• _Assignment_
In full and without alteration, print the entries that follow.

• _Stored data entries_
==*==

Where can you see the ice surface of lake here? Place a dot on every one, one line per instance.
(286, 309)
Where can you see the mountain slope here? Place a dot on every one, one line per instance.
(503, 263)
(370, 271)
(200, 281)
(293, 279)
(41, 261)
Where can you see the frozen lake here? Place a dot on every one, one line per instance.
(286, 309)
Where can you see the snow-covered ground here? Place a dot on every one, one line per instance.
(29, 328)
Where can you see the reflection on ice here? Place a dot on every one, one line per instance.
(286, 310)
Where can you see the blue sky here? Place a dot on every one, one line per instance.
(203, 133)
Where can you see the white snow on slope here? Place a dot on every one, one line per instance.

==*==

• _Output below_
Where can you see the ice surface of lake here? Place a dot on every one, one line per instance.
(286, 309)
Where can you see the mountain slope here? Place a dot on every one, one line per instance.
(503, 263)
(370, 271)
(200, 281)
(293, 279)
(41, 261)
Where can you see the frozen lake here? Place a dot on every one, one line per instance.
(286, 309)
Where can you see the snow-covered ground here? Place a dot on every one, one line per instance.
(29, 328)
Where can you see the reflection on ice here? Place a dot on every one, one line per instance.
(286, 310)
Where can you see the blue sky here? Place a dot on every one, one line per instance.
(203, 133)
Where can you see the white snow on slope here? Place a dot on every one, one line per instance.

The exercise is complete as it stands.